▸ **PASSAGE SHOWN**
_____
To: John Mansfield who wrote (43)8/30/1998 5:29:00 PM
From: Mr Metals  Respond to of 989
 
It's a long one but well worth the read.

gold-eagle.com

SOUTH AFRICAN MINING COMPANY

RANDGOLD EXPLORATION (RANGY)

Company review by "POLARBEAR"

Symbol - U.S. Nasdaq: RANGY and JSE: RANGOLD

Float: 41 million shares
Recent Price: US$ 1.25
Current Market Capitalization: U.S. $51 million
Current Asset Valuation: Over U.S. $200 million

For many investors, thoughts of South African gold mining companies conjure up images of aging mines with depleted ore reserves, rigid management, and high production costs. Nothing could be further from the truth for the "new" Randgold & Exploration. The shareholder takeover three years ago has produced rapidly expanding reserves, flexible and innovative management, a diverse portfolio of highly valuable assets, and rapidly falling production costs.

The number one problem with South African deep-level mining is that of cost. When crews must travel as deep as 8,200 feet to reach the rock faces, they actually end up working as little as 3 hours in an 8 1/2-hour shift. Its not hard to see that this type of mining will have a difficult time competing with low cost surface mining, where production costs may approach half that of deep mining. Randgold has addressed this problem head-on by successfully transforming itself from a manager of old, deep-level mines into a modern surface gold mining company. As you will see below, the new Randgold and Exploration that has been created over the past three years is an exciting company, grossly undervalued, with an amazing collection of assets.

Before taking an in-depth look at Randgold and Exploration's two cornerstone holdings, RANDGOLD RESOURCES, and CROWN CONSOLIDATED, lets first have a look at the highlights. These assets would all be great to own individually, however, keep in mind the total package of assets owned by RANGY has a current total market capitalization of only $51 million!

THE RANDGOLD AND EXPLORATION PORTFOLIO

(Author Note: Mr. John Disney, longtime S.A. resident and fellow Randgold shareholder, has graciously written the following two sections, overviewing Durban Deep and Harmony Gold Mining. My thanks to John for all the assistance.)

1) 12% ownership of DURBAN DEEP (DROOY)
First, Randgold retains approximately 12% of Durban Roodeport Deep's ordinary shares. If you are convinced the price of gold is about to rocket, then you definitely want some exposure to this super-leveraged play. With roughly 40 million shares outstanding, and at least 20 million ounces of attributable ounces, Durban is really set to move if the price of gold improves.
_____
[Saved entries]

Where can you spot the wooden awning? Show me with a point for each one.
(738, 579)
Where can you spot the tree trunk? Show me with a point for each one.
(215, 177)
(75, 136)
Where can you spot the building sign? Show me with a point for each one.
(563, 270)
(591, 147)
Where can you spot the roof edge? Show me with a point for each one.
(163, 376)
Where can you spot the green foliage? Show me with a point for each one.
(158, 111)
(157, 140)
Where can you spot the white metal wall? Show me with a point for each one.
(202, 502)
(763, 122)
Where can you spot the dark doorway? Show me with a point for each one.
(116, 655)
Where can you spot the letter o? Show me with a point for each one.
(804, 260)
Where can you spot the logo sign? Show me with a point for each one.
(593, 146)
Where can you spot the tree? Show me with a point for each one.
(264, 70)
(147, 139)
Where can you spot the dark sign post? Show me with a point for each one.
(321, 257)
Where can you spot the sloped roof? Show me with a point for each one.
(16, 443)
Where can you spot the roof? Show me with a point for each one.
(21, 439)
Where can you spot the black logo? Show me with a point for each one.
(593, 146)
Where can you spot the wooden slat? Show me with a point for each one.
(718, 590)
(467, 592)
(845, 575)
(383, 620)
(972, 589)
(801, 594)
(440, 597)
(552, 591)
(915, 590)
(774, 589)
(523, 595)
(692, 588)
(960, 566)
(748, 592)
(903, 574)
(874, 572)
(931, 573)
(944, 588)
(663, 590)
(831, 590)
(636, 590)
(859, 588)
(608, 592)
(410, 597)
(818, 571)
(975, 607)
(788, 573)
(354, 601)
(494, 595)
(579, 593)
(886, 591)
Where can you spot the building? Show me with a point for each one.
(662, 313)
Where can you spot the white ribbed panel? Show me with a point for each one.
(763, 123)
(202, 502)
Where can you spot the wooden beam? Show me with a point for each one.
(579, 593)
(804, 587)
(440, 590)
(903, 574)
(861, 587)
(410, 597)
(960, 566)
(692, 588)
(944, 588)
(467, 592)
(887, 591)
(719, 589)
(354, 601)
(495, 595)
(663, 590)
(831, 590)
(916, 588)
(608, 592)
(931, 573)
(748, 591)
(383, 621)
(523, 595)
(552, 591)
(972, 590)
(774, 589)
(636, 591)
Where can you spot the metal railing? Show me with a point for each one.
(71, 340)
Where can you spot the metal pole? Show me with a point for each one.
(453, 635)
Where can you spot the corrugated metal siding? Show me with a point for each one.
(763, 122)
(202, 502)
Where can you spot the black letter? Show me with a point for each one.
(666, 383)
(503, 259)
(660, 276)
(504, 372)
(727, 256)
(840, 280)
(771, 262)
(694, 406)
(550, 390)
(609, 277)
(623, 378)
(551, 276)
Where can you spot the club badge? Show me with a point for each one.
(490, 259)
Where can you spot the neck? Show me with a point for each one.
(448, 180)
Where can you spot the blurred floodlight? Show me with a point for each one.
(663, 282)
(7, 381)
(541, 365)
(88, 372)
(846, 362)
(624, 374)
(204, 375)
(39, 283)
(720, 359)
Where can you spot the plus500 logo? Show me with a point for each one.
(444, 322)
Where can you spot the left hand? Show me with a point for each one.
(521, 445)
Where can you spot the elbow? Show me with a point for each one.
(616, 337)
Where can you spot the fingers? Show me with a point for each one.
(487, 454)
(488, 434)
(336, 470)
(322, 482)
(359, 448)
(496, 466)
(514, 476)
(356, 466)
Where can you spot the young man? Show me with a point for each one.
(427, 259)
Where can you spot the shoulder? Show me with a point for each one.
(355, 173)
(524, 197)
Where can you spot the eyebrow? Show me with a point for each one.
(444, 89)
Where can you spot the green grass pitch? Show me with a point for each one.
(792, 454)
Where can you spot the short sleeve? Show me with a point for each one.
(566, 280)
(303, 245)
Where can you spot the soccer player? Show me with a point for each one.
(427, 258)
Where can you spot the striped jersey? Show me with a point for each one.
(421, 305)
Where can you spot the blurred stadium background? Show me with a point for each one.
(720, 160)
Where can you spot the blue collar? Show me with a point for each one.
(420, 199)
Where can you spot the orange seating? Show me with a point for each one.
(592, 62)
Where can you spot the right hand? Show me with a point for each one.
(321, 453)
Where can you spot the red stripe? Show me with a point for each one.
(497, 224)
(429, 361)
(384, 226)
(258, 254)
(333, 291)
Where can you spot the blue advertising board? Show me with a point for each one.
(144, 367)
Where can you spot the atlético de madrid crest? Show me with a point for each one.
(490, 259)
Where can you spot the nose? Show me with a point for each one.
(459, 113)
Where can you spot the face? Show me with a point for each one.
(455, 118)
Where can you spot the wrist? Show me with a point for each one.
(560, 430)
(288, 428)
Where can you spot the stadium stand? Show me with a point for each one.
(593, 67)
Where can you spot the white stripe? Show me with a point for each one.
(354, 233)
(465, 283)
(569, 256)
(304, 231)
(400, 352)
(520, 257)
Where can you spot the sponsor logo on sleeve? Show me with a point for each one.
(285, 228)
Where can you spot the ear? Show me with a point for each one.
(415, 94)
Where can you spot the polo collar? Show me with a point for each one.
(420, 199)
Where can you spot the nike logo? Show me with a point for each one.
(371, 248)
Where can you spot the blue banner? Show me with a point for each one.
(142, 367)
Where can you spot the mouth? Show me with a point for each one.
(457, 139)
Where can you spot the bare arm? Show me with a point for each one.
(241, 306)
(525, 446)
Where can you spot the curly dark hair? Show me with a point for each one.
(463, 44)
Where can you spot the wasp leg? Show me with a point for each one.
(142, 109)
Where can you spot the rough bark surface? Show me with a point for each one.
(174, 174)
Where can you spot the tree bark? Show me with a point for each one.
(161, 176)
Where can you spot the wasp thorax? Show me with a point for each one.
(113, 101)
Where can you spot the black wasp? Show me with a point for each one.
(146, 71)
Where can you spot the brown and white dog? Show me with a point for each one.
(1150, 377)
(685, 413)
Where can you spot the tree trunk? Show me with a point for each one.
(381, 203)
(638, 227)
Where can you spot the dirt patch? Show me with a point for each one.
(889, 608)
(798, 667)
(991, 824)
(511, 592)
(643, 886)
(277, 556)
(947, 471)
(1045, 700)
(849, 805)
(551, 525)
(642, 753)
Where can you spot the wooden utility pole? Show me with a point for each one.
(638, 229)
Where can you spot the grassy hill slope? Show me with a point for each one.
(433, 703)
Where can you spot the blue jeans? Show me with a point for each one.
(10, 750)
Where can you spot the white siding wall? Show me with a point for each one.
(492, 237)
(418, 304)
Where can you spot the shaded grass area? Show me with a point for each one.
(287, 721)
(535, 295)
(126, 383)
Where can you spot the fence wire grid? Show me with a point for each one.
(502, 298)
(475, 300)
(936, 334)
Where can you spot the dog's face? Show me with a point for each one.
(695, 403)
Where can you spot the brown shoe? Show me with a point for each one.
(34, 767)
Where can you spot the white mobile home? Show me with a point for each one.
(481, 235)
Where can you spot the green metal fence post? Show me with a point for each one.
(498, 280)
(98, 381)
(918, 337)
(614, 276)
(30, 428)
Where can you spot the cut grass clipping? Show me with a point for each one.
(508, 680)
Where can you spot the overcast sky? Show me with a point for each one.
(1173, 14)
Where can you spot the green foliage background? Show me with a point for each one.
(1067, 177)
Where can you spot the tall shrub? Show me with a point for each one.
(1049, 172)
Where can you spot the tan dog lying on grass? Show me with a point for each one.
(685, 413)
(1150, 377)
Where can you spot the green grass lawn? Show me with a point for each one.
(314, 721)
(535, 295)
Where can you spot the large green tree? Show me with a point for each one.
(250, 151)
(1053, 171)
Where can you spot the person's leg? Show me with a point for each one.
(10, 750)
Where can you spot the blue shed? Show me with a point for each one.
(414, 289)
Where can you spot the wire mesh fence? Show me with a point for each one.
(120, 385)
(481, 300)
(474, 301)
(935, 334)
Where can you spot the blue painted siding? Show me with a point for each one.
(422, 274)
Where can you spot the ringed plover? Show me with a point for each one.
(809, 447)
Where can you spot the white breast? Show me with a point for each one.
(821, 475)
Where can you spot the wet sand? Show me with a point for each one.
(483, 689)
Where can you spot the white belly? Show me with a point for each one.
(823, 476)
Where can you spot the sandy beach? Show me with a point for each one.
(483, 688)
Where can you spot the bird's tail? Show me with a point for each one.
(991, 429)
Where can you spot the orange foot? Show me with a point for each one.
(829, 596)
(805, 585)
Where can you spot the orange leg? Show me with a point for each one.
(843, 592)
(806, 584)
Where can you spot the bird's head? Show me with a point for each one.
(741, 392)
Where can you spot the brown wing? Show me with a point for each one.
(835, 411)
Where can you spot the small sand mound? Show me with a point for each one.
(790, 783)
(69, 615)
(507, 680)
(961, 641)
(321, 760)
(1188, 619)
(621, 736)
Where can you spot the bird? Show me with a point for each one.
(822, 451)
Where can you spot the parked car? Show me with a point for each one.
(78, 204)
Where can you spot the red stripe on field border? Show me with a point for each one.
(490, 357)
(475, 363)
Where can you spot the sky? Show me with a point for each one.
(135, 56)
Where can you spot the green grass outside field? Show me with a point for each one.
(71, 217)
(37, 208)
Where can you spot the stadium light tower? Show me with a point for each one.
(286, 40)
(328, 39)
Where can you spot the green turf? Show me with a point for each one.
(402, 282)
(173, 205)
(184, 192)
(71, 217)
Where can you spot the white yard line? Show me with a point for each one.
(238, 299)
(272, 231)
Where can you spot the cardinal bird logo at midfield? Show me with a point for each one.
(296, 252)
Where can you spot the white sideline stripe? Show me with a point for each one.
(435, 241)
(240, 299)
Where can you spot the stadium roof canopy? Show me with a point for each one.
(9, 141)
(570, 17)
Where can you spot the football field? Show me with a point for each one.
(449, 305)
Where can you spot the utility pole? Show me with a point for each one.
_____
▸ **THE TASKS**
A - From the Randgold review, write out the stretch from "Before taking an" through "only $51 million!".
B - According to the Randgold review, what four things did the shareholder takeover three years ago produce?
C - The Randgold review describes crews who travel as deep as 8,200 feet to reach the rock faces. How long do they actually work in an 8 1/2-hour shift?

▸ **EXPECTED RESULTS**
A -
Before taking an in-depth look at Randgold and Exploration's two cornerstone holdings, RANDGOLD RESOURCES, and CROWN CONSOLIDATED, lets first have a look at the highlights. These assets would all be great to own individually, however, keep in mind the total package of assets owned by RANGY has a current total market capitalization of only $51 million!

B -
- Rapidly expanding reserves
- Flexible and innovative management
- A diverse portfolio of highly valuable assets
- Rapidly falling production costs

C - As little as 3 hours.